■ **EXERCISE TASK**
Copy out only those lines running from the line with "Locate the building" to the end of the listing, keeping each one exactly as it is.

Excerpts of location labeling data:
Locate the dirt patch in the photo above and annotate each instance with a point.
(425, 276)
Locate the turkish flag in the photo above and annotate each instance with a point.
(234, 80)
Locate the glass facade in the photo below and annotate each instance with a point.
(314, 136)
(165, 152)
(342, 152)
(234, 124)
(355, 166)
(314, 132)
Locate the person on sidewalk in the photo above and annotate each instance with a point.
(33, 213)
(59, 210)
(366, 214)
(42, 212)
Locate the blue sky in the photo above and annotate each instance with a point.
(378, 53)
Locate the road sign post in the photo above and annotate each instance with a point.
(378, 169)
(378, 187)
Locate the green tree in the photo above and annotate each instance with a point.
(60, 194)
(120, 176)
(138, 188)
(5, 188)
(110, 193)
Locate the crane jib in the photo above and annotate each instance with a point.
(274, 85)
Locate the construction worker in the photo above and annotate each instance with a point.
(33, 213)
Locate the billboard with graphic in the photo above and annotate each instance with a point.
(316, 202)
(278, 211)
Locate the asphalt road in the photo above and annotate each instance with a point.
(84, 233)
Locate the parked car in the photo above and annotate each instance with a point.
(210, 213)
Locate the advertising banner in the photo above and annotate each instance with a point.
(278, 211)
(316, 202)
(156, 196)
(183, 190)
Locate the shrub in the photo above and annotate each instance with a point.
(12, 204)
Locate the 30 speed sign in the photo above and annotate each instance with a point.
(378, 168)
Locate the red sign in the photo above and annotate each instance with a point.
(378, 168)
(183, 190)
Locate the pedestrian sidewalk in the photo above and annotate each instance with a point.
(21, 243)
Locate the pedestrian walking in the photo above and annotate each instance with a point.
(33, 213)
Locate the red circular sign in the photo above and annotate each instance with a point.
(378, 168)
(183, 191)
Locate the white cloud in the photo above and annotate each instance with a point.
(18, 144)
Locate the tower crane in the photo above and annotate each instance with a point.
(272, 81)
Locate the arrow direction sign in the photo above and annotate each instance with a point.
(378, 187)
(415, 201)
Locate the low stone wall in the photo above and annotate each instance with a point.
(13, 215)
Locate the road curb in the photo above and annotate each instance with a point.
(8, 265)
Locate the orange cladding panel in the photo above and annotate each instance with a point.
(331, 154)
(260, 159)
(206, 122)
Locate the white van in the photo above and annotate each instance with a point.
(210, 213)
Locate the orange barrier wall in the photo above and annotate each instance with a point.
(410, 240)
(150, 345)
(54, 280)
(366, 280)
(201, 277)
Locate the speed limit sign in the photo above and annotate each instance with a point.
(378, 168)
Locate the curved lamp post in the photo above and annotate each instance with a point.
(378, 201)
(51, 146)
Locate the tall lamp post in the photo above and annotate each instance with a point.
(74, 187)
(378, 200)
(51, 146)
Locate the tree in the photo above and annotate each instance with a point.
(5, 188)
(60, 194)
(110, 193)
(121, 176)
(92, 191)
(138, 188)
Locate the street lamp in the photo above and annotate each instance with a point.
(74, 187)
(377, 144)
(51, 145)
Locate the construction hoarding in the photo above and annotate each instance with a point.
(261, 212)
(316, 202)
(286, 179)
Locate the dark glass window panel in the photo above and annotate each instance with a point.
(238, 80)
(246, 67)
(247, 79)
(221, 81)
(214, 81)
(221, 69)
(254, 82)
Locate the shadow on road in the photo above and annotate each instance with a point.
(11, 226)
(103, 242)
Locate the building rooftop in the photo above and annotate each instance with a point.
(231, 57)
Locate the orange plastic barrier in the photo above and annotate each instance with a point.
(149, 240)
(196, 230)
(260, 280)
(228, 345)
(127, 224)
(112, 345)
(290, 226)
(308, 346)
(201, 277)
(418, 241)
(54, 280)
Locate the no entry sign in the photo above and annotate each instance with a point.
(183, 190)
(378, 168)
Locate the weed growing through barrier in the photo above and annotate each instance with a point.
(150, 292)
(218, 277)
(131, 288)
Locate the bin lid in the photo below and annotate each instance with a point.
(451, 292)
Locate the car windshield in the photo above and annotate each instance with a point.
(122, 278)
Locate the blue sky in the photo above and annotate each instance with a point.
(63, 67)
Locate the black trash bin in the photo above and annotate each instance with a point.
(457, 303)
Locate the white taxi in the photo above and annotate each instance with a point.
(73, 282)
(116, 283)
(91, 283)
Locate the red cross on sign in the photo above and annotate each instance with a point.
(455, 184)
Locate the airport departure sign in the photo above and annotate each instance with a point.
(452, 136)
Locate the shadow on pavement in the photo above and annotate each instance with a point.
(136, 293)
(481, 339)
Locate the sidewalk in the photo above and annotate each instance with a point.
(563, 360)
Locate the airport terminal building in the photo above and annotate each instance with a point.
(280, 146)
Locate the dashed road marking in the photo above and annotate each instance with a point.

■ **ANSWER TO THE EXERCISE**
Locate the building rooftop in the photo above and annotate each instance with a point.
(231, 57)
Locate the orange plastic barrier in the photo above and annotate each instance with a point.
(149, 240)
(196, 230)
(260, 280)
(228, 345)
(127, 224)
(112, 345)
(290, 226)
(308, 346)
(201, 277)
(418, 241)
(54, 280)
Locate the no entry sign in the photo above and annotate each instance with a point.
(183, 190)
(378, 168)
Locate the weed growing through barrier in the photo above and annotate each instance with a point.
(150, 292)
(218, 277)
(131, 288)
Locate the bin lid in the photo below and annotate each instance with a point.
(451, 292)
Locate the car windshield in the photo above and annotate each instance with a point.
(122, 278)
Locate the blue sky in the photo above and annotate each instance with a point.
(63, 67)
Locate the black trash bin in the photo above and annotate each instance with a point.
(457, 303)
Locate the white taxi in the photo above and annotate each instance with a point.
(73, 282)
(116, 283)
(91, 283)
Locate the red cross on sign in the photo above and annotate each instance with a point.
(455, 184)
Locate the airport departure sign in the photo above and annotate each instance with a point.
(452, 136)
Locate the shadow on pavement in the photo above and annotate each instance with a point.
(136, 293)
(481, 339)
Locate the sidewalk in the photo above and annotate each instance with a point.
(563, 360)
Locate the airport terminal building in the photo above and annotate each instance with a point.
(280, 146)
Locate the dashed road marking in the photo above and annotate each instance with a point.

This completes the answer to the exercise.